### Entries taken from a collection:
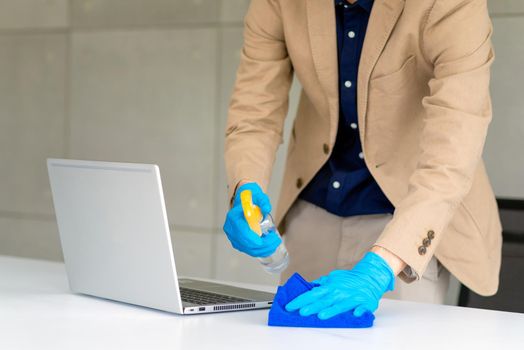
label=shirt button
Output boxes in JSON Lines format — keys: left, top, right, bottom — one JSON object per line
{"left": 348, "top": 31, "right": 356, "bottom": 39}
{"left": 332, "top": 181, "right": 341, "bottom": 189}
{"left": 323, "top": 143, "right": 330, "bottom": 155}
{"left": 418, "top": 246, "right": 427, "bottom": 256}
{"left": 296, "top": 178, "right": 303, "bottom": 189}
{"left": 350, "top": 123, "right": 357, "bottom": 129}
{"left": 344, "top": 80, "right": 352, "bottom": 88}
{"left": 358, "top": 152, "right": 364, "bottom": 159}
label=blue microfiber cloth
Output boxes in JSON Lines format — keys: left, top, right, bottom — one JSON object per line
{"left": 268, "top": 272, "right": 375, "bottom": 328}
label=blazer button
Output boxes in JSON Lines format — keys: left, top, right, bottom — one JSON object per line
{"left": 428, "top": 230, "right": 435, "bottom": 240}
{"left": 423, "top": 238, "right": 431, "bottom": 247}
{"left": 296, "top": 178, "right": 303, "bottom": 189}
{"left": 418, "top": 246, "right": 427, "bottom": 256}
{"left": 323, "top": 143, "right": 330, "bottom": 155}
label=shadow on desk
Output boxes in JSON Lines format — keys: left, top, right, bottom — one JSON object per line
{"left": 458, "top": 198, "right": 524, "bottom": 313}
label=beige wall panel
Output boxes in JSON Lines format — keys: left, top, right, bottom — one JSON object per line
{"left": 0, "top": 34, "right": 66, "bottom": 215}
{"left": 489, "top": 0, "right": 524, "bottom": 15}
{"left": 220, "top": 0, "right": 250, "bottom": 23}
{"left": 483, "top": 17, "right": 524, "bottom": 198}
{"left": 0, "top": 217, "right": 63, "bottom": 261}
{"left": 0, "top": 0, "right": 68, "bottom": 30}
{"left": 71, "top": 0, "right": 219, "bottom": 28}
{"left": 69, "top": 29, "right": 217, "bottom": 229}
{"left": 171, "top": 229, "right": 213, "bottom": 278}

### Task instructions:
Retype exactly, please, only the lines of the entries that run from the one containing "label=shadow on desk" to the last.

### Reply to the task:
label=shadow on desk
Output boxes in JSON Lines format — keys: left, top, right, bottom — one JSON object per line
{"left": 458, "top": 198, "right": 524, "bottom": 313}
label=beige wall panel
Output boxes in JSON Lines format — keys: left, top, right, bottom — one JSON object per line
{"left": 0, "top": 34, "right": 66, "bottom": 215}
{"left": 489, "top": 0, "right": 524, "bottom": 15}
{"left": 220, "top": 0, "right": 250, "bottom": 23}
{"left": 483, "top": 17, "right": 524, "bottom": 198}
{"left": 0, "top": 217, "right": 63, "bottom": 261}
{"left": 0, "top": 0, "right": 68, "bottom": 30}
{"left": 71, "top": 0, "right": 219, "bottom": 28}
{"left": 69, "top": 29, "right": 217, "bottom": 229}
{"left": 171, "top": 229, "right": 213, "bottom": 278}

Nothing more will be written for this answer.